Required work>
Copy out the data below verbatim, starting with the line that contains "of the parked" and continuing through the end of the data.

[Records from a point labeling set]

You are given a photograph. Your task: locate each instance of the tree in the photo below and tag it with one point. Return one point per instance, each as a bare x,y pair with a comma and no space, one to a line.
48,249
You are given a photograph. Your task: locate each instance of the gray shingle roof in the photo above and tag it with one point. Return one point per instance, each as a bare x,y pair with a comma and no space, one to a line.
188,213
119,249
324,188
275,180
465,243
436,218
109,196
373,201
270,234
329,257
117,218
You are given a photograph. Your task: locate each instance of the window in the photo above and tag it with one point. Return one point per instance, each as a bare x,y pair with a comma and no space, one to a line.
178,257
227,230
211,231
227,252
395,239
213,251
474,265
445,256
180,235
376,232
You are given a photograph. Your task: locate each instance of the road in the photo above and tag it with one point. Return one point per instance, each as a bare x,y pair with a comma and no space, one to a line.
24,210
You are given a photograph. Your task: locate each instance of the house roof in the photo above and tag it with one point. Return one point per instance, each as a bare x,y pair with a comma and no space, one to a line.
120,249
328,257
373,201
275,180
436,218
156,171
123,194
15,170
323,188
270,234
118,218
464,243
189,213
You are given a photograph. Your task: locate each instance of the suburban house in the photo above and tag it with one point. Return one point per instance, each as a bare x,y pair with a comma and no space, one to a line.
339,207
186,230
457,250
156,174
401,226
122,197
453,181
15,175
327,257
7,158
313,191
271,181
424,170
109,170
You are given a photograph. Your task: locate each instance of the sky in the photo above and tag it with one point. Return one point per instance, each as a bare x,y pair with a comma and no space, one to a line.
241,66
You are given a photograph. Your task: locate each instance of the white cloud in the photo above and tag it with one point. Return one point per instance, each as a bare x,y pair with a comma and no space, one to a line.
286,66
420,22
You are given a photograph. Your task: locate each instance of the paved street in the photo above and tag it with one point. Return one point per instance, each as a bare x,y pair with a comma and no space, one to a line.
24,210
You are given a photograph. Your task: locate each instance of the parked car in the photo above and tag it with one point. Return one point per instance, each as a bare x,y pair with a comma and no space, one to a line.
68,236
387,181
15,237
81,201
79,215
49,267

Answer to this exercise>
You are given a photograph. Your task: locate each instance of the parked car in the photo above and tag it with one point. Return one point per instance, each as a bare x,y pair with a comma and no space, one to a line.
68,236
387,181
15,237
81,201
79,215
49,267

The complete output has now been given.